WORK REQUIRED:
Lines in the listing below containing the string "butterfly" are to be identified and copied.

SUPPLIED MATERIAL section start

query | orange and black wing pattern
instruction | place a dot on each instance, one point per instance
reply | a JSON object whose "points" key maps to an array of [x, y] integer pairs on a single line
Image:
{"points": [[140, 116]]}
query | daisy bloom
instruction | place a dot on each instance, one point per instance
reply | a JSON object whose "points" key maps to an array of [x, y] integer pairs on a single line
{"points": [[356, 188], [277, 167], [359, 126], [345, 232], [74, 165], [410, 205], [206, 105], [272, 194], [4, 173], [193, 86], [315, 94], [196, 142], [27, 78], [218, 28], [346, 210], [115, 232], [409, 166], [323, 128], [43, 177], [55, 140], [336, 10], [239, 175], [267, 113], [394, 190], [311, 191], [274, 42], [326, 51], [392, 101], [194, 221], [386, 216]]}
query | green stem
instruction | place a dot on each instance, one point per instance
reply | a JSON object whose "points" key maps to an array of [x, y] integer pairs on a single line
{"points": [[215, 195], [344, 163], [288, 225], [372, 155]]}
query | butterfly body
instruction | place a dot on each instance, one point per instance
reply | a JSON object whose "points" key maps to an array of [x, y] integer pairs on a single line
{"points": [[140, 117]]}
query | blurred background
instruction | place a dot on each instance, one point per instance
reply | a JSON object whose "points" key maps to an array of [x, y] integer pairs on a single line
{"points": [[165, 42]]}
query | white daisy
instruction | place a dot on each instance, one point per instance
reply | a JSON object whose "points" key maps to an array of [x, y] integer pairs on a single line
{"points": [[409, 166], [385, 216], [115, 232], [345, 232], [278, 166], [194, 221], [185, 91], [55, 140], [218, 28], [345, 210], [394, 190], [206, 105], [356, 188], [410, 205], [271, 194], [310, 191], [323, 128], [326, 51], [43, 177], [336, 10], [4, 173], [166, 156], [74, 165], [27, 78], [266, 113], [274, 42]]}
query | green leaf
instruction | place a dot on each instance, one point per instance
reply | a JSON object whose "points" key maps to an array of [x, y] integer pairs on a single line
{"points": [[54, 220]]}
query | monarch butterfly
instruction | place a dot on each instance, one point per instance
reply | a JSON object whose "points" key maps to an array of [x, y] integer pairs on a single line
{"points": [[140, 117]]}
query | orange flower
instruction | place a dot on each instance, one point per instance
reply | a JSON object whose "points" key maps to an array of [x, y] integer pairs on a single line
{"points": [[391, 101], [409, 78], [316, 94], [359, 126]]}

SUPPLIED MATERIAL section end

RESULT OF THIS TASK:
query | butterfly body
query | monarch butterfly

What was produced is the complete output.